__Getoonde tekst__

- De economie van een land dat relatief veel exporteert en importeert ten opzichte van de binnenlandse productie.
Een open economie is daardoor gevoelig voor wijzigingen in de economie van andere landen of werelddelen, zoals handelsconflicten.
Nederland heeft bijvoorbeeld een zeer open economie.
- Een economie die een ongehinderd grensoverschrijdend verkeer van personen, kapitaal, goederen en diensten toestaat.
Voorbeeld
'Nederland is een open economie: van elke euro die de Nederlandse industrie verdient, wordt meer dan 70 cent door export opgebracht. Nederland exporteert ook veel intermediaire goederen. In een gemondialiseerde wereld, waarin productieketens met elkaar verweven zijn geraakt, kan het uitvallen van een enkel bedrijf hele ketens verstoren. Het coronavirus verspreidt zich ook razendsnel bij onze belangrijkste handelspartners, zoals Duitsland, Frankrijk en het VK. Doordat de consumptieve bestedingen ook in die landen teruglopen, vallen ook de in- en uitvoer fors terug.'
Bron: insights.abnamro.nl - 27-03-2020.

__Gegevens__

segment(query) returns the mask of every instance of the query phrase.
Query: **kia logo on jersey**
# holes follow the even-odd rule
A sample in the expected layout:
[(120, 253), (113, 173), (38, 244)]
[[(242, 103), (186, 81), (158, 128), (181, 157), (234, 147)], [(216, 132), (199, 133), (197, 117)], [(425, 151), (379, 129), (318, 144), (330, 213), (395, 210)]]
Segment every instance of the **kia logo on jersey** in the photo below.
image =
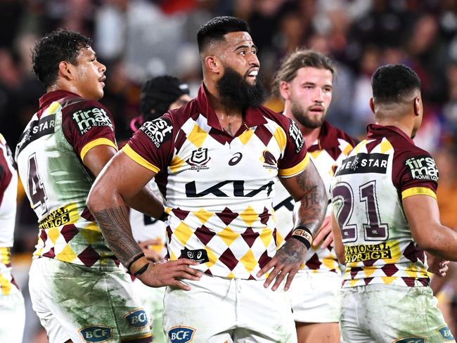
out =
[(168, 330), (172, 343), (188, 343), (192, 342), (195, 329), (187, 326), (175, 326)]

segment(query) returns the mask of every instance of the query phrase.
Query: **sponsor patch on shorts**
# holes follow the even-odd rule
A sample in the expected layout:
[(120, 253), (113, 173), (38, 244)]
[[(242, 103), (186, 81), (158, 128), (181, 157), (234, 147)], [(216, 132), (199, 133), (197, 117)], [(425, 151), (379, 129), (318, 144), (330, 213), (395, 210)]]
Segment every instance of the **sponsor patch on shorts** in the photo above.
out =
[(438, 329), (438, 332), (441, 337), (442, 337), (446, 341), (453, 341), (455, 338), (452, 335), (452, 332), (449, 330), (449, 328), (447, 326), (443, 326), (442, 328)]
[(129, 325), (134, 328), (143, 328), (149, 323), (148, 315), (142, 309), (139, 309), (133, 312), (130, 312), (124, 316), (124, 318)]
[(172, 343), (192, 342), (196, 330), (188, 326), (174, 326), (168, 330), (168, 337)]
[(400, 338), (399, 339), (392, 342), (392, 343), (425, 343), (425, 342), (427, 342), (425, 337), (411, 337)]
[(88, 326), (79, 330), (84, 342), (105, 342), (112, 337), (112, 328), (109, 326)]

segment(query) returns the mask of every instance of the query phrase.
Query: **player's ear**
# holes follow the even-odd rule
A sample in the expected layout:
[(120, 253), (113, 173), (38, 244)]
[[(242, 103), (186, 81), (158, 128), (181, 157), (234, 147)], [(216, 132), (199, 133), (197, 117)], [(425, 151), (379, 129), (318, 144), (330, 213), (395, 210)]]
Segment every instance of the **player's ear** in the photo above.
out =
[(58, 74), (66, 79), (73, 79), (73, 65), (67, 61), (61, 60), (58, 65)]
[(422, 100), (420, 96), (416, 96), (414, 98), (414, 114), (416, 115), (420, 115), (422, 113)]
[(279, 93), (283, 97), (284, 100), (289, 100), (289, 93), (290, 90), (290, 86), (288, 82), (285, 81), (281, 81), (279, 83)]
[(221, 63), (216, 56), (206, 56), (205, 65), (208, 70), (214, 74), (219, 74), (221, 72)]
[(371, 109), (371, 112), (373, 113), (375, 113), (375, 100), (373, 98), (370, 98), (370, 108)]

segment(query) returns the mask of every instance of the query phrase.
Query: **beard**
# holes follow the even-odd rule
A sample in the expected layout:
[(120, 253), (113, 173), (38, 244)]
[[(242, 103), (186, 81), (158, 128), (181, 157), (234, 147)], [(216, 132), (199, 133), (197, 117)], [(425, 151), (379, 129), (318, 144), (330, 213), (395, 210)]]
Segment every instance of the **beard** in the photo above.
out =
[(260, 106), (266, 98), (266, 92), (258, 77), (254, 85), (250, 85), (245, 78), (231, 67), (226, 67), (224, 76), (216, 84), (220, 96), (221, 103), (229, 108), (244, 111), (247, 108)]
[(300, 105), (294, 103), (292, 103), (290, 110), (297, 121), (308, 129), (317, 129), (318, 127), (321, 127), (326, 120), (326, 112), (324, 112), (323, 115), (320, 117), (316, 116), (311, 117), (308, 115), (309, 111), (304, 110)]

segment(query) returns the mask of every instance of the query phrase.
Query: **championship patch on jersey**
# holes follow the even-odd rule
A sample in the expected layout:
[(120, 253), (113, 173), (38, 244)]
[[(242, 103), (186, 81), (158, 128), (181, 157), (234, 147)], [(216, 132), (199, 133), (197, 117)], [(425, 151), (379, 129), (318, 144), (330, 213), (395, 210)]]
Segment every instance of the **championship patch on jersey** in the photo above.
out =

__Werkopdracht 1__
Zet de alinea die begint met 'Nederland is een open economie: van elke euro' uit de tekst over de open economie om in een korte opsomming met de belangrijkste feiten.
__Werkopdracht 2__
Geef een vervolg op de tekst over de open economie, beginnend na de laatste zin.
De gegevens hierboven staan los van de tekst over de open economie.

__Resultaat 1__
- Nederland is een open economie: van elke euro die de Nederlandse industrie verdient, komt meer dan 70 cent uit export.
- Nederland exporteert ook veel intermediaire goederen.
- In een gemondialiseerde wereld met verweven productieketens kan het uitvallen van één bedrijf hele ketens verstoren.
- Het coronavirus verspreidt zich razendsnel bij de belangrijkste handelspartners, zoals Duitsland, Frankrijk en het VK.
- Omdat de consumptieve bestedingen ook daar teruglopen, vallen de in- en uitvoer fors terug.

__Resultaat 2__
Engels: open economy.
Zie ook: globalisering, wereldeconomie, productieketen, investeringsklimaat, impossible trinity, uitvoer, uitvoerquote, invoer, betalingsbalans, kapitaalmobiliteit, vrijhandel, handelspartner, handelspolitiek, handelsconflict, handelsoorlog, productieketen, Global Index of Economic Openness. Tegenovergesteld: gesloten economie. Vergelijk: vitaal nationaal belang.